▶ **Extract**
════════════════

For any \(t_{1},t_{2} \in\mathbb{R}\), and \(t_{1} \geq t_{2}\),
$$\begin{aligned} N_{\beta}(x,t_{1}) - N_{\beta}(x,t_{2}) =& \frac{\alpha t_{1}}{\alpha t_{1} + \gamma \Vert x\Vert _{\beta}} - \frac{\alpha t_{2}}{\alpha t_{2} + \gamma \Vert x\Vert _{\beta}} \\ =& \frac{\alpha t_{1}(\alpha t_{2} + \gamma \Vert x\Vert _{\beta}) - \alpha t_{2}(\alpha t_{1} + \gamma \Vert x\Vert _{\beta})}{(\alpha t_{1} + \gamma \Vert x\Vert _{\beta})(\alpha t_{2} + \gamma \Vert x\Vert _{\beta})} \\ =&\frac{(t_{1}-t_{2})\alpha\gamma \Vert x\Vert _{\beta}}{(\alpha t_{1} + \gamma \Vert x\Vert _{\beta})(\alpha t_{2} + \gamma \Vert x\Vert _{\beta})} \geq0. \end{aligned}$$
So \(N_{\beta}(x,\cdot)\) is a non-decreasing function of \(\mathbb{R}\), which proves (N5). □

Definition 1.4

Let \((X,N_{\beta})\) be a fuzzy β-normed vector space. A sequence \(\{x_{n}\}\) in X is said to be convergent or converge if there exists an \(x \in X\) such that \(\lim_{n\rightarrow\infty}N_{\beta}(x_{n}-x,t)=1 \) for all \(t>0\). In this case, x is called the limit of the sequence \(\{x_{n}\}\) in X and we denote \(N_{\beta}\)-\(\lim_{n\rightarrow\infty}x_{n}=x\).

Definition 1.5

Let \((X,N_{\beta})\) be a fuzzy β-normed vector space. A sequence \(\{x_{n}\}\) in X is called Cauchy if for each \(\varepsilon> 0\) and each \(t>0\) there exists an \(n_{0}\in\mathbb {N}\) such that for all \(n \geq n_{0}\) and all \(p>0\), we have \(N_{\beta }(x_{n+p}-x_{n},t)>1-\varepsilon\).

It is well known that every convergent sequence in a fuzzy β-normed vector space is Cauchy. If each Cauchy sequence is convergent, then the fuzzy β-norm is said to be complete and the fuzzy β-normed vector space is called a complete fuzzy β-normed space.

Example 1.6

Let \(N : X \times\mathbb{R}\rightarrow[0,1]\) be a fuzzy β-norm on \(\mathbb{R}\) defined by
$$N_{\beta}(x,t)= \textstyle\begin{cases} \frac{ t}{ t+ \vert x\vert ^{\beta} },& t>0;\\ 0,& t\leq0. \end{cases} $$
Then \((\mathbb{R},N_{\beta})\) is a complete fuzzy β-normed space.

════════════════

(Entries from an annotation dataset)
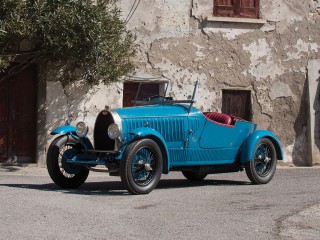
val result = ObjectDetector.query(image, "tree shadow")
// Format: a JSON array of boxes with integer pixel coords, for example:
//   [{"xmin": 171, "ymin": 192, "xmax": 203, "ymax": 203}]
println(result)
[{"xmin": 0, "ymin": 179, "xmax": 252, "ymax": 196}]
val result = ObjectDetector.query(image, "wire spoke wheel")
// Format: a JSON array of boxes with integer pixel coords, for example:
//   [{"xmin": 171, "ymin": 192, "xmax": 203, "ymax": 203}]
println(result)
[
  {"xmin": 246, "ymin": 138, "xmax": 277, "ymax": 184},
  {"xmin": 254, "ymin": 144, "xmax": 272, "ymax": 177},
  {"xmin": 132, "ymin": 148, "xmax": 157, "ymax": 186},
  {"xmin": 120, "ymin": 138, "xmax": 163, "ymax": 194},
  {"xmin": 47, "ymin": 135, "xmax": 89, "ymax": 188}
]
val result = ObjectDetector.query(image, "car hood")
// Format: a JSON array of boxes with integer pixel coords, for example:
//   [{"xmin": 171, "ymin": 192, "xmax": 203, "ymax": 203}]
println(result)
[{"xmin": 114, "ymin": 104, "xmax": 188, "ymax": 119}]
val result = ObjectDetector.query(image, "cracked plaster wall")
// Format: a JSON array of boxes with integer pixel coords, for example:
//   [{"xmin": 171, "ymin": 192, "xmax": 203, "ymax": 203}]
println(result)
[{"xmin": 43, "ymin": 0, "xmax": 320, "ymax": 165}]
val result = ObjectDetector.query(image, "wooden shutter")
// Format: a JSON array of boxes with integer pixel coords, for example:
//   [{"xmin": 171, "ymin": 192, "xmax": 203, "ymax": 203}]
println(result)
[
  {"xmin": 213, "ymin": 0, "xmax": 259, "ymax": 18},
  {"xmin": 213, "ymin": 0, "xmax": 235, "ymax": 17},
  {"xmin": 222, "ymin": 90, "xmax": 251, "ymax": 121},
  {"xmin": 237, "ymin": 0, "xmax": 259, "ymax": 18}
]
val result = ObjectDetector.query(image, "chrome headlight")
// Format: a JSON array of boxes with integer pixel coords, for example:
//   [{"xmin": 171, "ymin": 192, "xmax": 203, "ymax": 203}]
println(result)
[
  {"xmin": 108, "ymin": 123, "xmax": 120, "ymax": 140},
  {"xmin": 76, "ymin": 122, "xmax": 89, "ymax": 137}
]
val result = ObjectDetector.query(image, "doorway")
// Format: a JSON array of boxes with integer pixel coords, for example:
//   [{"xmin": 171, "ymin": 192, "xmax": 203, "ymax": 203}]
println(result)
[{"xmin": 0, "ymin": 65, "xmax": 37, "ymax": 163}]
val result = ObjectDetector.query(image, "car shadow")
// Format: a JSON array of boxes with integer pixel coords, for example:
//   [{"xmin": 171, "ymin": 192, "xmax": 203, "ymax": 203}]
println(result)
[{"xmin": 0, "ymin": 179, "xmax": 251, "ymax": 196}]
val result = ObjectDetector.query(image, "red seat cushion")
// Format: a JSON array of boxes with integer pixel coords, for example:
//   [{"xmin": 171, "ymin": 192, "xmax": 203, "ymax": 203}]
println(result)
[{"xmin": 203, "ymin": 112, "xmax": 232, "ymax": 125}]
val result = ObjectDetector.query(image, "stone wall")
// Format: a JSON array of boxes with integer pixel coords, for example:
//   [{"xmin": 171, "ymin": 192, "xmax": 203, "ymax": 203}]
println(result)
[{"xmin": 40, "ymin": 0, "xmax": 320, "ymax": 165}]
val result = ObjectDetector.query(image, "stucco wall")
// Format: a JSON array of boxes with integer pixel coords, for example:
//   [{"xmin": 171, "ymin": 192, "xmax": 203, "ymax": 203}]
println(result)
[{"xmin": 41, "ymin": 0, "xmax": 320, "ymax": 165}]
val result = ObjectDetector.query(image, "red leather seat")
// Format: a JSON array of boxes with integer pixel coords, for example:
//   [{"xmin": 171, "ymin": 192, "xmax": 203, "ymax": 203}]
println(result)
[{"xmin": 203, "ymin": 112, "xmax": 232, "ymax": 125}]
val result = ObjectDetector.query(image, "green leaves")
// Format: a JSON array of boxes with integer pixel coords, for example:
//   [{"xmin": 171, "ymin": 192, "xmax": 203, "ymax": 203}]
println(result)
[{"xmin": 0, "ymin": 0, "xmax": 135, "ymax": 84}]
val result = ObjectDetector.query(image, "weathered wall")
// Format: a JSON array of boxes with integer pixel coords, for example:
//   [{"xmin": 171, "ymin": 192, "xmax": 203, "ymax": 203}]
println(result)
[{"xmin": 40, "ymin": 0, "xmax": 320, "ymax": 165}]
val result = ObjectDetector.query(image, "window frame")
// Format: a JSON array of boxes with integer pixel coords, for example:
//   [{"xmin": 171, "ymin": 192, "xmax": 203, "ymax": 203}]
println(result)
[{"xmin": 213, "ymin": 0, "xmax": 260, "ymax": 19}]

════════════════

▶ **Set problem**
Answer these questions about the fuzzy β-norm extract:
1. In Definition 1.4, what value must N_β(x_n − x, t) approach as n → ∞, for all t > 0, for the sequence to converge to x?
2. What is a fuzzy β-norm called when each Cauchy sequence is convergent?
3. In Example 1.6, what value does N_β(x, t) take when t ≤ 0?

▶ **Reply to the task**
1. 1
2. Complete
3. 0